* **MATERIAL TO PROCESS**:
--

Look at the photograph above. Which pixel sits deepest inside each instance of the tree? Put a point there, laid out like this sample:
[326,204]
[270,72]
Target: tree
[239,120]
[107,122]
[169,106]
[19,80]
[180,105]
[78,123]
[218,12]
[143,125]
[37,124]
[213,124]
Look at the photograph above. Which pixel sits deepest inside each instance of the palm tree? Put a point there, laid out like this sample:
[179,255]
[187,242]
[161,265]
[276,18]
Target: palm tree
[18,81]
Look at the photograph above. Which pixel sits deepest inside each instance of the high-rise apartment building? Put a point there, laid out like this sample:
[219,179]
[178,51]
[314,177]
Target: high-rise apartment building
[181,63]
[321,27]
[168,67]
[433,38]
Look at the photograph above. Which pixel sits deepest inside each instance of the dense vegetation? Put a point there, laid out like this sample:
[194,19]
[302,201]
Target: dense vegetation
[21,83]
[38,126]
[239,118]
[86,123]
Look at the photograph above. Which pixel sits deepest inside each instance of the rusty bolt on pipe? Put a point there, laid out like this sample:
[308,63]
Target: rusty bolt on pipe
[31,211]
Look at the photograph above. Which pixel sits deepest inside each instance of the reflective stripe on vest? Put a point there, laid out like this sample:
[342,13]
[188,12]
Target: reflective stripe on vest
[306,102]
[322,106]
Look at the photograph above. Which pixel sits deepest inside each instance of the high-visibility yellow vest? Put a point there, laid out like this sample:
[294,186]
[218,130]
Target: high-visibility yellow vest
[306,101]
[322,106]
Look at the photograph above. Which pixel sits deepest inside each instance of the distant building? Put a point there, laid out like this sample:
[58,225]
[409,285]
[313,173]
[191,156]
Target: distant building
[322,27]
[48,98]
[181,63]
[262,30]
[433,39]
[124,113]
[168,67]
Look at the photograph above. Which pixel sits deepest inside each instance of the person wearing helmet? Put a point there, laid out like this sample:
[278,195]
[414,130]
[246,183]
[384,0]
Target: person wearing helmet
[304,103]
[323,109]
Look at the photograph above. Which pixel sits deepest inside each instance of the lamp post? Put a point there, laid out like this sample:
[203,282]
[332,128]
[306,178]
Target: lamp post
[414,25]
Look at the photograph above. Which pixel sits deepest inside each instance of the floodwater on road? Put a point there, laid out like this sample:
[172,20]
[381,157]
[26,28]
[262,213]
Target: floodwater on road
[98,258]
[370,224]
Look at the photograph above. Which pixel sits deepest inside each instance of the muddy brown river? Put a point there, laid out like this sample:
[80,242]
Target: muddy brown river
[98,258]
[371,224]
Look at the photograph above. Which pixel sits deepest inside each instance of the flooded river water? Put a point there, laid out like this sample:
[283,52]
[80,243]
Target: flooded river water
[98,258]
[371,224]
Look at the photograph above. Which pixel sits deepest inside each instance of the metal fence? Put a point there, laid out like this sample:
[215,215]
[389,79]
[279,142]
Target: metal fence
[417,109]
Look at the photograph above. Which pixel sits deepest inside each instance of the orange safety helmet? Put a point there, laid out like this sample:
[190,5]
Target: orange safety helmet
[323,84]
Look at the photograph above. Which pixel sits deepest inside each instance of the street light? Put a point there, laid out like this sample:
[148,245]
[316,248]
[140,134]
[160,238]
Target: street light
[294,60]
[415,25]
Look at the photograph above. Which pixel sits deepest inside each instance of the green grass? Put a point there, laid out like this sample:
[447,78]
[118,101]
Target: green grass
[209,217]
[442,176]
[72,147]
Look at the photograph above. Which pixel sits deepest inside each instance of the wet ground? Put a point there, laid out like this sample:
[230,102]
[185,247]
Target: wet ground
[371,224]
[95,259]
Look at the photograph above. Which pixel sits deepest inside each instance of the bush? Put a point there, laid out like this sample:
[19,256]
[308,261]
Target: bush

--

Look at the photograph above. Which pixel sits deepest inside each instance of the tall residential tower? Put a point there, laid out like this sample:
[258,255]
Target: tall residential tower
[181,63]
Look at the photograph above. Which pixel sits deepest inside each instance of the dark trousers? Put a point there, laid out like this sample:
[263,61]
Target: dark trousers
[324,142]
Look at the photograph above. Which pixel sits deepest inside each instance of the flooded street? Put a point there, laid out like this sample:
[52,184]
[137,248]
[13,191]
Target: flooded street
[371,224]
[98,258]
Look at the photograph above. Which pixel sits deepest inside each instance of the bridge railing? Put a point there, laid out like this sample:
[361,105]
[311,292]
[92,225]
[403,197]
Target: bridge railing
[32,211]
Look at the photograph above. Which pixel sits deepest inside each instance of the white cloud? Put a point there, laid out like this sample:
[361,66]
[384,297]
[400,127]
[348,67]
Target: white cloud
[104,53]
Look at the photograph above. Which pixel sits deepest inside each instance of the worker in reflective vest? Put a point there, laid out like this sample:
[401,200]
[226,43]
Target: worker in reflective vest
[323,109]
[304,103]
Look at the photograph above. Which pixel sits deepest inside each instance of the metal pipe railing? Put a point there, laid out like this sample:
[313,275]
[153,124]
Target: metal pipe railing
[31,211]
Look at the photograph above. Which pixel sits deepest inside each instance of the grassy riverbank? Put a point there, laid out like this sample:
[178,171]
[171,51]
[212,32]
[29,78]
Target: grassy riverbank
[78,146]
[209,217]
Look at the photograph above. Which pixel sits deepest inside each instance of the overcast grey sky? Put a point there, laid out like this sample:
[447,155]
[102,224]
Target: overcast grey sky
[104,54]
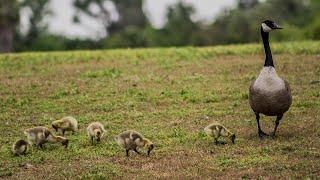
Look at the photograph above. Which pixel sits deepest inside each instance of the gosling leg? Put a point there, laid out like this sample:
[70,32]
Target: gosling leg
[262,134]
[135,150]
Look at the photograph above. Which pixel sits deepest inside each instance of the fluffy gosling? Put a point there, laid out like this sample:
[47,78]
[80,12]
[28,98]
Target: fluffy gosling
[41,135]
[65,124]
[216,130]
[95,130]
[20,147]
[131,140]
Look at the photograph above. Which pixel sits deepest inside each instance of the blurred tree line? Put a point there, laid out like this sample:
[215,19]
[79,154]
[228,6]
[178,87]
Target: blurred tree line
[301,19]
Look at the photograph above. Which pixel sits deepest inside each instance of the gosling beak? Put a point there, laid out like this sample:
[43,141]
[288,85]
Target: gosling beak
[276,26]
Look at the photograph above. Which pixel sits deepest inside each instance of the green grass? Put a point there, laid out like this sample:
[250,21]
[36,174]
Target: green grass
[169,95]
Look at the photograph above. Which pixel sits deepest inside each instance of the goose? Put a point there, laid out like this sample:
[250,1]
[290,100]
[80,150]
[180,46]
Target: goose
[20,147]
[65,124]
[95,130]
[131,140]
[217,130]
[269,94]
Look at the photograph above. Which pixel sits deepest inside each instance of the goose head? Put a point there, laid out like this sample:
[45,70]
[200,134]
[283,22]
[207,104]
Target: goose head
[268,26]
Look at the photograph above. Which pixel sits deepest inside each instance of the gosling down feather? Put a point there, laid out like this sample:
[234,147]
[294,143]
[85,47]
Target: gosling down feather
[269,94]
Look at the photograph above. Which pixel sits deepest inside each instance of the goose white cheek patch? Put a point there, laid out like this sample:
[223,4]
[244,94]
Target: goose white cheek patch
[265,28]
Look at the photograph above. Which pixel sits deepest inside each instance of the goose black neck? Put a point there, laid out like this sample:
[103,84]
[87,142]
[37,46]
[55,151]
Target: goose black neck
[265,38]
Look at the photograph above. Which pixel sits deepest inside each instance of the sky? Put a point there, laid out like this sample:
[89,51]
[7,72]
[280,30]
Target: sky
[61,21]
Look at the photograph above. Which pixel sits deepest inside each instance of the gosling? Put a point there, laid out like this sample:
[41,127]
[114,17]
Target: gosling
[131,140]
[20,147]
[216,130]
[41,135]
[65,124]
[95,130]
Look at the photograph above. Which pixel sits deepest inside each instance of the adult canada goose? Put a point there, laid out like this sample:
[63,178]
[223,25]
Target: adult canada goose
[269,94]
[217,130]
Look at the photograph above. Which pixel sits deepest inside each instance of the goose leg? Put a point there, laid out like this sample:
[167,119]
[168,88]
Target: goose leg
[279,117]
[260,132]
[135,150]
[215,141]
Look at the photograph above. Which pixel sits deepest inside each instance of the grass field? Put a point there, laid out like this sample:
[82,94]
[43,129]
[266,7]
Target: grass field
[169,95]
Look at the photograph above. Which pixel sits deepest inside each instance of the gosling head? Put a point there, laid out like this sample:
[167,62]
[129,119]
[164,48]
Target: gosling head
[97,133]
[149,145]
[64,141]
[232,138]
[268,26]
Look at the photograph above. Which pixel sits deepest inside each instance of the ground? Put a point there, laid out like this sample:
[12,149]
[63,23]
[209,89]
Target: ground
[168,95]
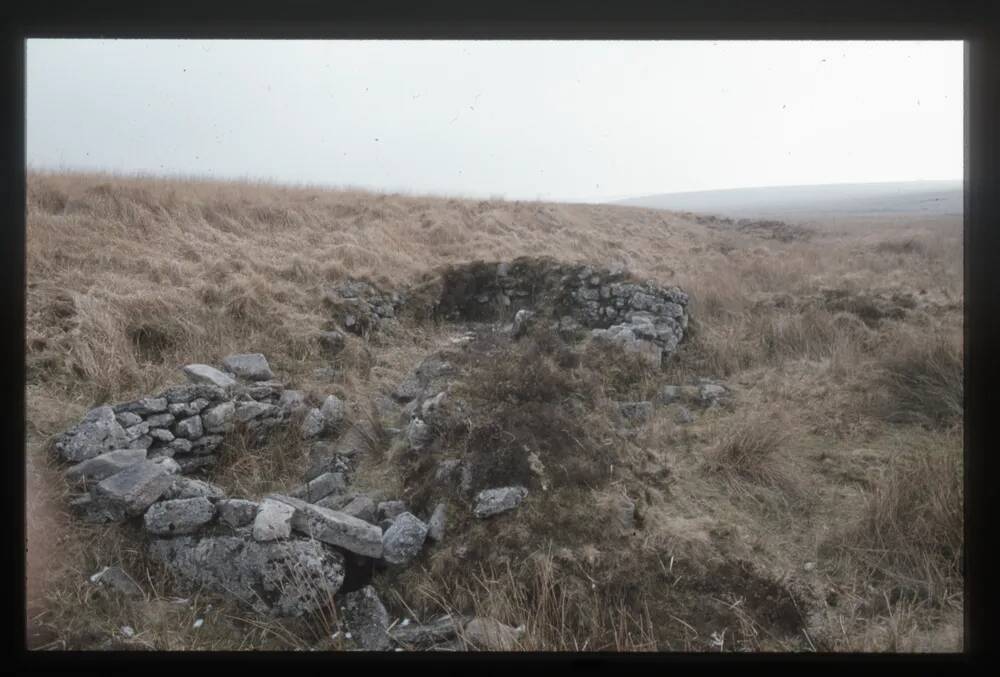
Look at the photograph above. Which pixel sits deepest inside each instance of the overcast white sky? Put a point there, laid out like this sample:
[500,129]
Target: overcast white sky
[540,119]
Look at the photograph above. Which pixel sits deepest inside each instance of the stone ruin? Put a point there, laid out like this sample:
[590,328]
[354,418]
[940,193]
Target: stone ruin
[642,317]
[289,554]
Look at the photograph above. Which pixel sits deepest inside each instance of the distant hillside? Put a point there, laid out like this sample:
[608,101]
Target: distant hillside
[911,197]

--

* **TASK**: List every line in the rows above that contains the word "reflective", copying each one in full. Case counts.

* **ANSWER TO THIS PROBLEM**:
Look at the photograph above. Which pixel sits deepest inside each instance of the reflective stripe on vest? Put a point there, laid out like this sample:
Target: reflective stripe on vest
Look at the photograph above. Which pixel sits deepest inside each instance of the worker in reflective vest? Put a point there, laid out like this sample:
Target: worker in reflective vest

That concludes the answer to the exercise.